**EXCERPT**
Equip vocational students with the right safety eyewear.
Vocational or trade schools are an excellent post-secondary education option for students seeking specific, career-related training. At vocational schools, the emphasis is on practical education with a lot of hands-on experience. Therefore, for both the students and instructors, safety is a No. 1 component. Not only are inexperienced students at a higher risk for injury, but it's also vital for those graduating from trade schools to have a solid understanding of workplace safety when they enter their careers.
Many of the common programs demand optimum dexterity, which also necessitates proper eyesight. Between the flying of debris, close proximity to extreme heat and working with power tools, this environment requires that the student be equipped with the proper safety eyewear for each of the different skills he or she will learn. Instructors can better ensure the well-being of these budding professionals by providing them with the necessary safety eyewear.
"Students are arguably most susceptible to projectiles."

**SUPPLIED DATA**
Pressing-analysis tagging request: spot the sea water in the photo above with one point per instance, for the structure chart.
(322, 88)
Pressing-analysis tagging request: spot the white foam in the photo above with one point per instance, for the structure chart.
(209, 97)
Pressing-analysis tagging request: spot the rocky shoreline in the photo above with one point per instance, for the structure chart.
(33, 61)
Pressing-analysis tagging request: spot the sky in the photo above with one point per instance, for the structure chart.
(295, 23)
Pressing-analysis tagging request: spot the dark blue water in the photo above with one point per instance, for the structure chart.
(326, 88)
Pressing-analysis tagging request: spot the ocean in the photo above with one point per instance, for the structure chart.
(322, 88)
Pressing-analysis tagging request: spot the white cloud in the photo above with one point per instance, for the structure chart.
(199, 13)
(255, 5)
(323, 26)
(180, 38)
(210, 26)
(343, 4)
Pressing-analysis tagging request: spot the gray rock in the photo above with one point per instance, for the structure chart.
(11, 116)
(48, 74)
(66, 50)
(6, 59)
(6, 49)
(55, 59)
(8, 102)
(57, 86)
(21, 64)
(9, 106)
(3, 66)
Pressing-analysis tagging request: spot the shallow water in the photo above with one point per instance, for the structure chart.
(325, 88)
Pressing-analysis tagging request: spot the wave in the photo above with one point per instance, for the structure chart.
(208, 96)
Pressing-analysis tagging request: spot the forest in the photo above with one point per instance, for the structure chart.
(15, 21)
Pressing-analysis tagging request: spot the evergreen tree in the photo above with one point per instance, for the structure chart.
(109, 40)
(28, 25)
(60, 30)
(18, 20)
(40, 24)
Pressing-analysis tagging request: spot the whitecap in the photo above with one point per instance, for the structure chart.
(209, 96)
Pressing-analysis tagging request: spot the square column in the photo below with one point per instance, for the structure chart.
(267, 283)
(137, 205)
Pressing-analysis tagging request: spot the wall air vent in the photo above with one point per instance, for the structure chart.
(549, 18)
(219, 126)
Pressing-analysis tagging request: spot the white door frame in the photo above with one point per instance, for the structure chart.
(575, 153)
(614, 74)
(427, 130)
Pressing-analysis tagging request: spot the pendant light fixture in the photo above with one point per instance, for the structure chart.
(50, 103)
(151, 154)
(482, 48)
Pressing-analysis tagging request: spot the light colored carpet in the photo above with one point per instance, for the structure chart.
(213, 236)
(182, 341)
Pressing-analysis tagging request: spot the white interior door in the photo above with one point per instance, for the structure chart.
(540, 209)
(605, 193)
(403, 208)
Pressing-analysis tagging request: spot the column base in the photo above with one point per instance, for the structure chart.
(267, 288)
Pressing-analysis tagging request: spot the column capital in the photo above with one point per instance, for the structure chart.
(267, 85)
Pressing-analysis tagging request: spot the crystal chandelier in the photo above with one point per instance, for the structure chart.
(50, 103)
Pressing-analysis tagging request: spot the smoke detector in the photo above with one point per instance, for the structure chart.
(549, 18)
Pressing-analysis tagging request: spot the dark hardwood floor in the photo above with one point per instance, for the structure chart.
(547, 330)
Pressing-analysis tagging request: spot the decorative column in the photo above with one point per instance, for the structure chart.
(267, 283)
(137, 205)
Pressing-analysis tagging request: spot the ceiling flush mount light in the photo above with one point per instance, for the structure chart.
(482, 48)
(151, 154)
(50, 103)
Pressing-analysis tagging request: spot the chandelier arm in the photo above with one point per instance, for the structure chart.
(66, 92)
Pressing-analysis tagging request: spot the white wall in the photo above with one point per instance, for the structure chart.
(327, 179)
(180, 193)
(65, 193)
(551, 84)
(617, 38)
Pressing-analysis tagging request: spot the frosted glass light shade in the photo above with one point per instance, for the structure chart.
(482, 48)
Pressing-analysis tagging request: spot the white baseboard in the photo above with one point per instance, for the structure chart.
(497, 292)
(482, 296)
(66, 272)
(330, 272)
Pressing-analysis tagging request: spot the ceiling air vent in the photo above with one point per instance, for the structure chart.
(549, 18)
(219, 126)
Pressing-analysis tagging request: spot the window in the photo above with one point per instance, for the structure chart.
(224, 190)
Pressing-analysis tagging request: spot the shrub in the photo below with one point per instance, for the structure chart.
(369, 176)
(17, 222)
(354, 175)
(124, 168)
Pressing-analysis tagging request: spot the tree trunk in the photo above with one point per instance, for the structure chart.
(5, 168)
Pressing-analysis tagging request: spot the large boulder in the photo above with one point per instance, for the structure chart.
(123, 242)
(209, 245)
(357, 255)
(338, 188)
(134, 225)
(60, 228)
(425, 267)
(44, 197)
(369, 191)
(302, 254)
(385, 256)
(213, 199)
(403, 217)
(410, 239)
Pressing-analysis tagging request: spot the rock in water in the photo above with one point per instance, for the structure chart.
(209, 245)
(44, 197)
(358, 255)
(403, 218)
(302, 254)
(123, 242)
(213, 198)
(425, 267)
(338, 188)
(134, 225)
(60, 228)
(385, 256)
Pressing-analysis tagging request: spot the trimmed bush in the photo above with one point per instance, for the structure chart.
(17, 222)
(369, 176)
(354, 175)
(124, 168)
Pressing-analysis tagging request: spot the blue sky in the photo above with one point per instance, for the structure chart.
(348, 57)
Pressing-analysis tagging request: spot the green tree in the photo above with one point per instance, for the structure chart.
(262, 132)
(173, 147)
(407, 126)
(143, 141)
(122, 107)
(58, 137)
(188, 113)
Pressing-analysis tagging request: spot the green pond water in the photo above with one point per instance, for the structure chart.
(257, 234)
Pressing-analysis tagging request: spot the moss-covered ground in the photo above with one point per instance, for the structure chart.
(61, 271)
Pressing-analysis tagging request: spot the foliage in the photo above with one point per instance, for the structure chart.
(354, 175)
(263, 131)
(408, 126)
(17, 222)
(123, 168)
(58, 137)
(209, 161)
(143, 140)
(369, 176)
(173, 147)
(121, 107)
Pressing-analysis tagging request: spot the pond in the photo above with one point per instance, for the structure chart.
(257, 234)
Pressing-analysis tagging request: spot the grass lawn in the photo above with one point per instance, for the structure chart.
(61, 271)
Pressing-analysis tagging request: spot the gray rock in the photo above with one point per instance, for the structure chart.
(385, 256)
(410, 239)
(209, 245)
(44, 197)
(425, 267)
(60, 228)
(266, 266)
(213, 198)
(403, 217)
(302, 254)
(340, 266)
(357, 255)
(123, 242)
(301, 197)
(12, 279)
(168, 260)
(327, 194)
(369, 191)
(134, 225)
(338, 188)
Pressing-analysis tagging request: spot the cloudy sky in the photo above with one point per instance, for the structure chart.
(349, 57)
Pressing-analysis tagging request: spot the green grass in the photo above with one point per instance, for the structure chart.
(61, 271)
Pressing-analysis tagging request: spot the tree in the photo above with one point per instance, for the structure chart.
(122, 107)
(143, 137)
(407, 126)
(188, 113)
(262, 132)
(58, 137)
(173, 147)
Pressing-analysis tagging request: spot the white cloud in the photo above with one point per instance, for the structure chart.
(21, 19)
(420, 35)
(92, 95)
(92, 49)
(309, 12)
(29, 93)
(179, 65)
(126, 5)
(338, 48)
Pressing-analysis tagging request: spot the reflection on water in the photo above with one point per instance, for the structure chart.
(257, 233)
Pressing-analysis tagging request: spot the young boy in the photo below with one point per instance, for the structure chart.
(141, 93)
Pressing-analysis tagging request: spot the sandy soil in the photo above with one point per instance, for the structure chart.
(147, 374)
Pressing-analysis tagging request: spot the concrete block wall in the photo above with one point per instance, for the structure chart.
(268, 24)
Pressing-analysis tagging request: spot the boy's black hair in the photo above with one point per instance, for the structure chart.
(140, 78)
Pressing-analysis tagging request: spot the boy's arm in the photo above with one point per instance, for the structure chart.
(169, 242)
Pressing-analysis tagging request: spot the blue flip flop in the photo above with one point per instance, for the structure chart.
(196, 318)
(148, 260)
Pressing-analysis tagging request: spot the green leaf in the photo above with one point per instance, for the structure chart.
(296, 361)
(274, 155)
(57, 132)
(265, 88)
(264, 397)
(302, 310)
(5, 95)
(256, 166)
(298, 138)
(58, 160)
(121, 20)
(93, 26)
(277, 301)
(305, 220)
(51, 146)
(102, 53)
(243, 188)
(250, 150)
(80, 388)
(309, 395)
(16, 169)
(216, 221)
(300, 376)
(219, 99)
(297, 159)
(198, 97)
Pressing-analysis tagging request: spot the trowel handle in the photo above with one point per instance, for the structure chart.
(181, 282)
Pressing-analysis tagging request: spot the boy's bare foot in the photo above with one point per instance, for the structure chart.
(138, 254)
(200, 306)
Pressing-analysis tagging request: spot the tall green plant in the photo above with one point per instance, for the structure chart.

**PROBLEMS AND TASKS**
A. List the workplace hazards that the text on safety eyewear for vocational students names as making safety eyewear necessary.
B. Please output the passage of the text on safety eyewear for vocational students between "Equip vocational students" and "enter their careers.", inclusive, without changing a word.
None of the rows matter for what comes next.

**SOLUTIONS TO EACH TASK**
A.
- Flying debris
- Close proximity to extreme heat
- Working with power tools

B.
Equip vocational students with the right safety eyewear.
Vocational or trade schools are an excellent post-secondary education option for students seeking specific, career-related training. At vocational schools, the emphasis is on practical education with a lot of hands-on experience. Therefore, for both the students and instructors, safety is a No. 1 component. Not only are inexperienced students at a higher risk for injury, but it's also vital for those graduating from trade schools to have a solid understanding of workplace safety when they enter their careers.